## begin EXTRACTED RECORDS
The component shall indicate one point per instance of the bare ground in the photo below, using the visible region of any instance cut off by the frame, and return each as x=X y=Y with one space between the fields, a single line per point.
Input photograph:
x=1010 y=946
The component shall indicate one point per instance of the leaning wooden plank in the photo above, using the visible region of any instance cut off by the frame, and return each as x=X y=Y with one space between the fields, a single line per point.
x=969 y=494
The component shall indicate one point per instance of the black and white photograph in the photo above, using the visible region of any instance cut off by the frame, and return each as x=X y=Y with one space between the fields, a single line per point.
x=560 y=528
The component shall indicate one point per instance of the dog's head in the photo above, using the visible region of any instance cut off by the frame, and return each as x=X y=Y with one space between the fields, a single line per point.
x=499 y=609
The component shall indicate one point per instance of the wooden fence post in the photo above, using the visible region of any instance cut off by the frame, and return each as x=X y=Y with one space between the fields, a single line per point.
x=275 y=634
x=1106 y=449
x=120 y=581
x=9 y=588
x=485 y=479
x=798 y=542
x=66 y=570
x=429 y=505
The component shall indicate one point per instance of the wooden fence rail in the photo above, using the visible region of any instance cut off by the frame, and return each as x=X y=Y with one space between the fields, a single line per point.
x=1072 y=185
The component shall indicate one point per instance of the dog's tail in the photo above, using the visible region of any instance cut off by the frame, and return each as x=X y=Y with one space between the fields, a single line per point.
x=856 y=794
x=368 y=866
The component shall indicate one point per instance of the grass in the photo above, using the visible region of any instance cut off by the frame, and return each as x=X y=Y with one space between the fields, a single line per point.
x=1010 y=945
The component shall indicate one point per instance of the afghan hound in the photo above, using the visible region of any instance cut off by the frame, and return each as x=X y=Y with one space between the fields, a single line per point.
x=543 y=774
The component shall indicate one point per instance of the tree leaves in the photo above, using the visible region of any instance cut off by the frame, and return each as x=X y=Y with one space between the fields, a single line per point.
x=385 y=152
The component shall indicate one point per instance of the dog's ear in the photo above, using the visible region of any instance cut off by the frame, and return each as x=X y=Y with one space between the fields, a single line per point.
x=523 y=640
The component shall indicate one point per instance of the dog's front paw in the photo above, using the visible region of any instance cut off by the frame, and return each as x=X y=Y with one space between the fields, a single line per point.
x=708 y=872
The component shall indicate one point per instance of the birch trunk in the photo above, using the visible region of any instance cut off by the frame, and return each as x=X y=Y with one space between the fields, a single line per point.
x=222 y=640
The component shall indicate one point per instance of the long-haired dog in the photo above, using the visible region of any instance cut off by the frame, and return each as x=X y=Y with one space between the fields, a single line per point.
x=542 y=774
## end EXTRACTED RECORDS
DIRECTION
Copy the lines above word for word, covering the stretch from the line containing "The component shall indicate one point per instance of the black" through the line containing "x=543 y=774", both ends included.

EXERCISE OUTPUT
The component shall indicate one point per instance of the black and white photograph in the photo above, using the visible region of any instance cut off by the frame, and return each as x=X y=Y with one space between the fields, a single line per point.
x=560 y=528
The component shall indicate one point per instance of the dog's head in the photo above, using the visible region of any instance cut off by the frame, and return each as x=X y=Y with one space between the fields, a single line per point.
x=499 y=609
The component shall indicate one point per instance of the wooden fence post in the photo above, using the visible region of any instance cut off by the frame, and return each as x=X y=Y with one space between the fields, a single line per point.
x=275 y=634
x=1106 y=449
x=120 y=581
x=9 y=588
x=485 y=479
x=798 y=542
x=66 y=570
x=429 y=505
The component shall indicate one point per instance of the wooden fence rail in the photo above, using the visible region of any instance cut off by the frame, and return each as x=X y=Y with one space between the fields, a single line per point.
x=1072 y=185
The component shall indicate one point per instance of the dog's tail in the photo above, using the visible region of any instance cut off by the frame, and return each as x=X y=Y with one space between the fields, a single line per point.
x=856 y=794
x=368 y=866
The component shall indicate one point per instance of the grass in the photo above, using the visible region of any instance cut off by the frame, and return each as x=X y=Y with one space between the fields, a single line per point.
x=1010 y=945
The component shall indicate one point per instance of the afghan hound in the photo above, using the visible region of any instance cut off by the frame, and return each as x=X y=Y with one space between the fields, a single line per point.
x=543 y=774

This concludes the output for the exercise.